** BEGIN **

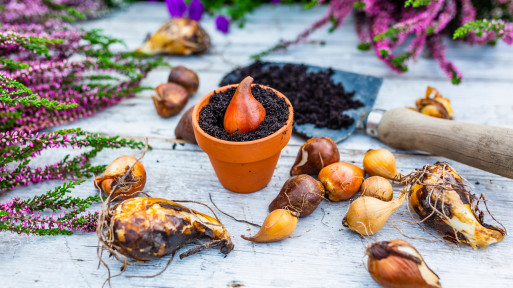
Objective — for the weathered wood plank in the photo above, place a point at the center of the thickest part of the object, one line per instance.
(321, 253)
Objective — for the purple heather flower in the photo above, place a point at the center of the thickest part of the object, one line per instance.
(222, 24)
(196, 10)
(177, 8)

** END **
** BEGIN **

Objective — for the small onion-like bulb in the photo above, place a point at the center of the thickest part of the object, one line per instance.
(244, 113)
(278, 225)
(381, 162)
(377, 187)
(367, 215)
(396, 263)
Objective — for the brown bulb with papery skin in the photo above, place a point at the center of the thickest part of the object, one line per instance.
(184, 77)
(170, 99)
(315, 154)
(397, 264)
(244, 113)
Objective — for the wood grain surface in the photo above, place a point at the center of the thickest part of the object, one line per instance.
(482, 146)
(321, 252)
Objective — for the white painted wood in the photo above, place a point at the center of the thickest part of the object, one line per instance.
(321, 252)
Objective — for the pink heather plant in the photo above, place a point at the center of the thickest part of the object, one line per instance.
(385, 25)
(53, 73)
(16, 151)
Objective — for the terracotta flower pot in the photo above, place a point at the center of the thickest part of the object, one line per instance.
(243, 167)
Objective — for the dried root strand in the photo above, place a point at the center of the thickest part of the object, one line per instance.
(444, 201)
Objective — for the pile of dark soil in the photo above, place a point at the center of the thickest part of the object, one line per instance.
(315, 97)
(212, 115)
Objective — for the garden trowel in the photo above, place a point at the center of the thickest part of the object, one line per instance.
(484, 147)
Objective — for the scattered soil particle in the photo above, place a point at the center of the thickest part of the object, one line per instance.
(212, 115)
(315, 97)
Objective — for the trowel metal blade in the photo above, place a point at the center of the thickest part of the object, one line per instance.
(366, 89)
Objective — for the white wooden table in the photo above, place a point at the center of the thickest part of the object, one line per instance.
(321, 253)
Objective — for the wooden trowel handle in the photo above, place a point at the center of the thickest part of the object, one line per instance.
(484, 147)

** END **
** BEGIN **

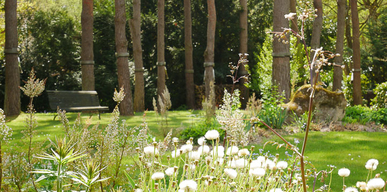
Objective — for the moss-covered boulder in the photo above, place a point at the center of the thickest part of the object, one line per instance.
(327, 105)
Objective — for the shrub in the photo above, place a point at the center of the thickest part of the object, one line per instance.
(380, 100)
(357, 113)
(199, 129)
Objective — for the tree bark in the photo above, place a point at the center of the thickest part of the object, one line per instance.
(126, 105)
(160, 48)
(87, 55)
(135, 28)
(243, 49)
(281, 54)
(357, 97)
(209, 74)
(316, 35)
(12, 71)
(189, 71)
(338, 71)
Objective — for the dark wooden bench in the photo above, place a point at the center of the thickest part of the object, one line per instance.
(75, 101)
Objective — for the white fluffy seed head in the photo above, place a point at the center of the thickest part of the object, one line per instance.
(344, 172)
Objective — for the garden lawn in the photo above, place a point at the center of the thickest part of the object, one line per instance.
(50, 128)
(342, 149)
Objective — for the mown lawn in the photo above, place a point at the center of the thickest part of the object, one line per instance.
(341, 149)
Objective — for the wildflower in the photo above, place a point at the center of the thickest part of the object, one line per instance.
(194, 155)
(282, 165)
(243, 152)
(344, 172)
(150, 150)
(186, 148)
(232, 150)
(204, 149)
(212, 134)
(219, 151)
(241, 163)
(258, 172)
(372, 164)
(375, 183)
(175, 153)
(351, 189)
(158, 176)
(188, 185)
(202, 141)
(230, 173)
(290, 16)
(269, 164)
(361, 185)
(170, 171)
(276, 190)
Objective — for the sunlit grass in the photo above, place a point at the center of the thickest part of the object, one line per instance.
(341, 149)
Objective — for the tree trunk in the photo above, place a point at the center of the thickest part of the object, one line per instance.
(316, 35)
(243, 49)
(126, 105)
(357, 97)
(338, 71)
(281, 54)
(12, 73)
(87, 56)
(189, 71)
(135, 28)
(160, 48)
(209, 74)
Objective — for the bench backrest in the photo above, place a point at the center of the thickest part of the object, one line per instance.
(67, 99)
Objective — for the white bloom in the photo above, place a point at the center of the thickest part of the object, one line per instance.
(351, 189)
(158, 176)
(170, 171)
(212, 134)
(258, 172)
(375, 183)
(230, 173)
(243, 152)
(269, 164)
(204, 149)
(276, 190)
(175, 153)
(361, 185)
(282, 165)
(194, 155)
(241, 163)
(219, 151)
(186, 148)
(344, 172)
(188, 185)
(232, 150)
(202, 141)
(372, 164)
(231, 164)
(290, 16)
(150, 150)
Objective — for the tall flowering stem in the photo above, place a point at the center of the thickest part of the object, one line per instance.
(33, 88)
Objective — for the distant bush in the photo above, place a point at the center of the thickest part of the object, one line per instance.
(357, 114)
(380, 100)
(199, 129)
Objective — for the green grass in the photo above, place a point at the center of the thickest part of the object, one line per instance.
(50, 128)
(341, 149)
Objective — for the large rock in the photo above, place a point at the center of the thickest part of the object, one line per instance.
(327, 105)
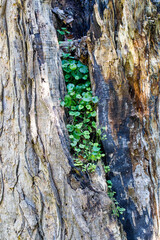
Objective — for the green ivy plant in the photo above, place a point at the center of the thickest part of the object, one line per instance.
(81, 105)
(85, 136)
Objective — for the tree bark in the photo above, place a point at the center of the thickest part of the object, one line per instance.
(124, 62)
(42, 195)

** END **

=== STATED EXERCISE ===
Show each line above that contains the string "green", copied in full. Match case exactly.

=== WORKED ANSWER ===
Objective — for the green grass in the photo above, place a point at the center of the thickest part of the object, one line per instance.
Objective — for the green ivy plant in the photo above, place a point at the center of the thickest part of the object, one line per instance.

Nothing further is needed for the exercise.